* DATA SHOWN
□ □ □

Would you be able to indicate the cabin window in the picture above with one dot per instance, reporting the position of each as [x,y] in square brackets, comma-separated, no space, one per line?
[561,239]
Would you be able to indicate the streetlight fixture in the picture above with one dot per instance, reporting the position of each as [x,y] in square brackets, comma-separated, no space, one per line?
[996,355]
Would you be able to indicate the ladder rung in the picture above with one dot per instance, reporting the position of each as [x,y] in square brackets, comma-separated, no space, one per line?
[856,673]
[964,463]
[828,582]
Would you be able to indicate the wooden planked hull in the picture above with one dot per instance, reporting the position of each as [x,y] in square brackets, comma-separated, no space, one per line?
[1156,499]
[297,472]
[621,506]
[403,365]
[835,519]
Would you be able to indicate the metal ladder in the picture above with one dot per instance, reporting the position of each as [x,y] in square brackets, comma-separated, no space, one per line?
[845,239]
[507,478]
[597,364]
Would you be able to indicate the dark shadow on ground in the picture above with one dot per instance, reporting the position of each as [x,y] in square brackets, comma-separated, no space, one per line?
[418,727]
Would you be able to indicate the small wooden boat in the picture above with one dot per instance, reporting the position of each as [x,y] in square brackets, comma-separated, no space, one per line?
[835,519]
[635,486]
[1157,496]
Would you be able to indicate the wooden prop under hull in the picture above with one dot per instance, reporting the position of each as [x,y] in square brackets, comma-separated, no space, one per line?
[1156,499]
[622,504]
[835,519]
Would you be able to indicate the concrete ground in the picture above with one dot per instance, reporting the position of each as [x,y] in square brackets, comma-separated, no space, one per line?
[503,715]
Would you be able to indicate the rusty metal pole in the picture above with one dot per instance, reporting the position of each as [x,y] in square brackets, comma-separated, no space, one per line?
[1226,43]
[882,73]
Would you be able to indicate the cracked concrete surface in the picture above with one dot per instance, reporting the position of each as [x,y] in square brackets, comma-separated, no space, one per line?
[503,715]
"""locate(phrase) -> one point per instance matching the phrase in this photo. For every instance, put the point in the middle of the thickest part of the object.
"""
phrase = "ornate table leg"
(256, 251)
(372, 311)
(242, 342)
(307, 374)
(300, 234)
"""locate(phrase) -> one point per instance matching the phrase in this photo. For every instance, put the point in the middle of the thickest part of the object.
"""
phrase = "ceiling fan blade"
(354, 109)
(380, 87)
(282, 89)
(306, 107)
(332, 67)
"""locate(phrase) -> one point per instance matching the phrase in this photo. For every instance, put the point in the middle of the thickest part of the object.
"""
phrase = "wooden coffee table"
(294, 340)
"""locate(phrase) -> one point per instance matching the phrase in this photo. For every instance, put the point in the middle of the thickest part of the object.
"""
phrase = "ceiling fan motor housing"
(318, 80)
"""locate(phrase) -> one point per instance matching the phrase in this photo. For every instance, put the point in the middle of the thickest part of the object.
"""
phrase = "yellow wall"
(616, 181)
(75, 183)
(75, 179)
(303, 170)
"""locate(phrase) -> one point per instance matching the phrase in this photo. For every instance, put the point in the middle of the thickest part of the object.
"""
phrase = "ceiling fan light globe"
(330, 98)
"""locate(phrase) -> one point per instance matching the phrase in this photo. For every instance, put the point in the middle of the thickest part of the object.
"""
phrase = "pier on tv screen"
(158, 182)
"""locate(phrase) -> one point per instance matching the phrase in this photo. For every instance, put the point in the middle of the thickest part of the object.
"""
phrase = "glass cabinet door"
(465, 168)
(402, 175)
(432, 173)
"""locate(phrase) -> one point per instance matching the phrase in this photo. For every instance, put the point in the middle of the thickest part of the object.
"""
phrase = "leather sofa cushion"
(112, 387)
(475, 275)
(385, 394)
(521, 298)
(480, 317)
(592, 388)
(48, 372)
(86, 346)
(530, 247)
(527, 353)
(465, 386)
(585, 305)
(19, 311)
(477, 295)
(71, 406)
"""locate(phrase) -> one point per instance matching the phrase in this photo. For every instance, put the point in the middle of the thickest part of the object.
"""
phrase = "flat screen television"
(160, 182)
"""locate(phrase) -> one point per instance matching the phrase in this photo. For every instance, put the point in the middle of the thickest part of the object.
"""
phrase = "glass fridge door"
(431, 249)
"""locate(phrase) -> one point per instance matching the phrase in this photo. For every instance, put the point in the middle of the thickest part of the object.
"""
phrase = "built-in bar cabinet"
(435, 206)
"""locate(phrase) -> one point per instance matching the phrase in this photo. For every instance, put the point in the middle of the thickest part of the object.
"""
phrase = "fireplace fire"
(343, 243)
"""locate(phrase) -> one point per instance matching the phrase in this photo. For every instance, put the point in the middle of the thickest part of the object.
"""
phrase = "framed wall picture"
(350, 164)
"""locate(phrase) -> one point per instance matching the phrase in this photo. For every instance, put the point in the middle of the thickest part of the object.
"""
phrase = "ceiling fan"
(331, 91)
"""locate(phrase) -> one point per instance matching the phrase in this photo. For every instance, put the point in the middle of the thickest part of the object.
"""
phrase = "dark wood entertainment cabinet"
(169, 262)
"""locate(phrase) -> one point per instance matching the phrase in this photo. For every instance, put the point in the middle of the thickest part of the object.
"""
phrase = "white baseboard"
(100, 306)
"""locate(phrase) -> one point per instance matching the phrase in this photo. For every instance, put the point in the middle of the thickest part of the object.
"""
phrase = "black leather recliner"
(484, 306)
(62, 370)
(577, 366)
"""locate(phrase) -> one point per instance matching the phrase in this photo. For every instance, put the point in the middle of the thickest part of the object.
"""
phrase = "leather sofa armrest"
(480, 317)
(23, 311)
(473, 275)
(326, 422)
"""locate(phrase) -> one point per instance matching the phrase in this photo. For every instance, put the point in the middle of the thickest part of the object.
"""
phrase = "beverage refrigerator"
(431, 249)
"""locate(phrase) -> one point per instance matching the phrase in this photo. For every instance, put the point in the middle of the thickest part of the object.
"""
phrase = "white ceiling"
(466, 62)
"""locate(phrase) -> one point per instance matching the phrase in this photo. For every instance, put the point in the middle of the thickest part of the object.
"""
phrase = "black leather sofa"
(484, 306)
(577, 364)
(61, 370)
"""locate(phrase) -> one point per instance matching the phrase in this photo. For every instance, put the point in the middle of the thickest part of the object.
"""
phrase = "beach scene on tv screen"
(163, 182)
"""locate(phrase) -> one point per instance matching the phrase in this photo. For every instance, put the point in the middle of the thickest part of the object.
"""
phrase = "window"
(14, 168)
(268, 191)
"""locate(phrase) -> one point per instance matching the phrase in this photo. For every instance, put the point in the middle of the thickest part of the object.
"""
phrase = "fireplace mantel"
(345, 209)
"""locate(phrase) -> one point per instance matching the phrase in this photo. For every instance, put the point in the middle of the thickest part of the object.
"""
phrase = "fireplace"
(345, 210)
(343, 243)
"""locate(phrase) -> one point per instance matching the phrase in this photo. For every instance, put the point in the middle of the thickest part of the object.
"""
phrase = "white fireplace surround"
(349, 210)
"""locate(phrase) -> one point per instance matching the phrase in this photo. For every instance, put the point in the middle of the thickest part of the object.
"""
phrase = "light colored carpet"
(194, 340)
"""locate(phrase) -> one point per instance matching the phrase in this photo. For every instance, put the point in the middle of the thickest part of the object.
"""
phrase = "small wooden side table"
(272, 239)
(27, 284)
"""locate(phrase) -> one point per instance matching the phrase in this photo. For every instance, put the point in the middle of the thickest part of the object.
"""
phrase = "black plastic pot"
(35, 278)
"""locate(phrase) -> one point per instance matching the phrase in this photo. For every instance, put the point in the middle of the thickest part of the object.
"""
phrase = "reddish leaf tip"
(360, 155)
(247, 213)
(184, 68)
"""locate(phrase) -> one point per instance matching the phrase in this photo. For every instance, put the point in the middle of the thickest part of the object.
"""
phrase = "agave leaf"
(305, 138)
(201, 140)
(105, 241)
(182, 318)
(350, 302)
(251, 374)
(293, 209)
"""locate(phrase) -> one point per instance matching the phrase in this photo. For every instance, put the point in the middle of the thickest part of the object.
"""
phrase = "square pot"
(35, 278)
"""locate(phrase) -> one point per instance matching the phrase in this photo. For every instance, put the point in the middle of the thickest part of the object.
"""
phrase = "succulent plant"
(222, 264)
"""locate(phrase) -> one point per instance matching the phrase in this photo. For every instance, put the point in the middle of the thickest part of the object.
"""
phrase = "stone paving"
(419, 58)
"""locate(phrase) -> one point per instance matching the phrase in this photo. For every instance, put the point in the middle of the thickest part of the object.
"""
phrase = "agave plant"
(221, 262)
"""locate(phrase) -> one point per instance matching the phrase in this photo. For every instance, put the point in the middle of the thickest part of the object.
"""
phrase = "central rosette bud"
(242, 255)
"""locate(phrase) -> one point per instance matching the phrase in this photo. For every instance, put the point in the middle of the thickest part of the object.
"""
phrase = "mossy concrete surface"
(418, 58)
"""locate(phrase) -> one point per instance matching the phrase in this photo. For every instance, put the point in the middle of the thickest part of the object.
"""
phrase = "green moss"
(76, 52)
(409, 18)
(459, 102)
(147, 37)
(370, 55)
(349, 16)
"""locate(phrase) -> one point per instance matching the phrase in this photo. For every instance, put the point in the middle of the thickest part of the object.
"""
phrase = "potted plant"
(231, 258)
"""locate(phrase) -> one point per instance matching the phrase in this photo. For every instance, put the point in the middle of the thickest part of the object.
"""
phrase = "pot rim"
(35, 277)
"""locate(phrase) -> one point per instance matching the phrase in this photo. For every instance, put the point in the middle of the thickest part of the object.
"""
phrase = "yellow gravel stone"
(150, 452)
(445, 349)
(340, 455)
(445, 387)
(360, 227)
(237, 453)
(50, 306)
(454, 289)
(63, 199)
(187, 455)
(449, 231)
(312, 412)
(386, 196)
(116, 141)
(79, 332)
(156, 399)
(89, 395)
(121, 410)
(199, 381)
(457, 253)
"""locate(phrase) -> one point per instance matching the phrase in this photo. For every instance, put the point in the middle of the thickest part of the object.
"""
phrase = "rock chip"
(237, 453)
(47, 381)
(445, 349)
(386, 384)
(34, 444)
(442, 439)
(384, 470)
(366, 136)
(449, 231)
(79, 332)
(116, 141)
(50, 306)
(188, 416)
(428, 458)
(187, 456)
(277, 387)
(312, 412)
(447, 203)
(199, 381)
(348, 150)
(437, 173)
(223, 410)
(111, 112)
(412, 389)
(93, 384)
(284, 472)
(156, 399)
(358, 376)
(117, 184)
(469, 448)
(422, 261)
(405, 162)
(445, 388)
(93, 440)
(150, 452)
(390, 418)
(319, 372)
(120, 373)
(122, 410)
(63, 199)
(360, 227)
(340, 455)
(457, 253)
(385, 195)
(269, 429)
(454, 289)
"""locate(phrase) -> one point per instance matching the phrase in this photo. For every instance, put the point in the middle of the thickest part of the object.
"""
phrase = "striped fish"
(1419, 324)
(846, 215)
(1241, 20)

□ □ □

Gather every line in the entries above that contains the word "ladder", and copy each one. Case counts, so a line matches only if the word appears with the same capitalization.

* SOLUTION FOR THIS EXERCISE
Would you be able to indicate the ladder rung in the picture above with one dot per instance, reporting the position of each as [x,y] in square brackets, comma-separated, no space, one per line?
Would you be able to indicate the metal ladder in the picture above with one dot per instance, reporting the position of each as [x,y] in square brackets, comma-separated, no space, one per line?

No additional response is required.